■ Working data
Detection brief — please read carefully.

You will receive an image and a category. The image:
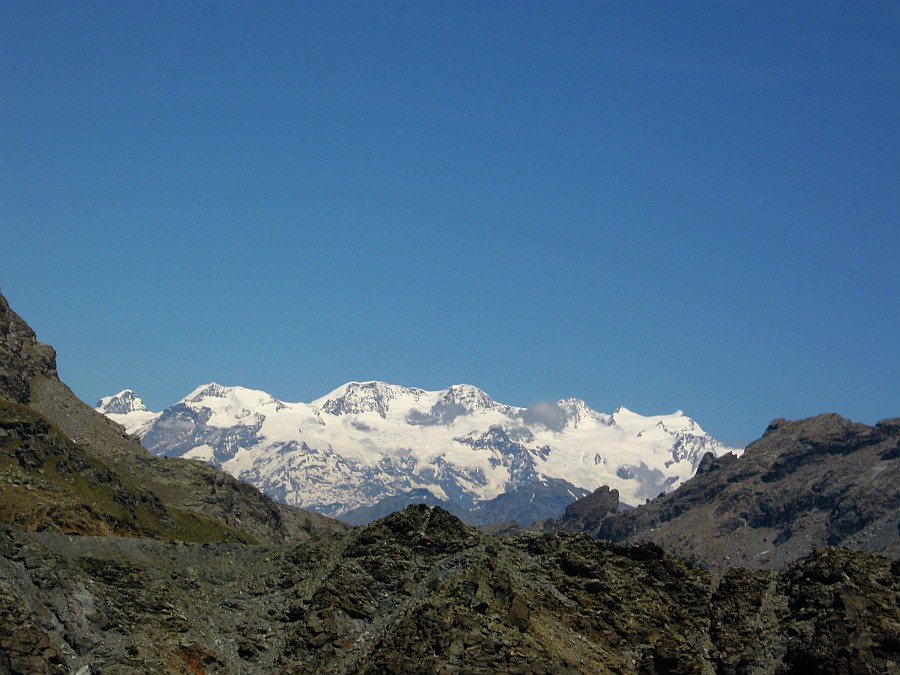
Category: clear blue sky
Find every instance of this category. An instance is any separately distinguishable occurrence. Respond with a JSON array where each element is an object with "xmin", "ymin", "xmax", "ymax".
[{"xmin": 0, "ymin": 1, "xmax": 900, "ymax": 443}]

■ Given exercise
Reproduce every line of the material above verbatim, omitting the picture.

■ Answer for the task
Detection brief — please read carefully.

You will receive an image and a category. The image:
Category: clear blue sky
Find every instance of this category. An instance is any separately distinguishable occurrence. Respond with a JSON array where each element is an object with "xmin", "ymin", "xmax", "ymax".
[{"xmin": 0, "ymin": 1, "xmax": 900, "ymax": 443}]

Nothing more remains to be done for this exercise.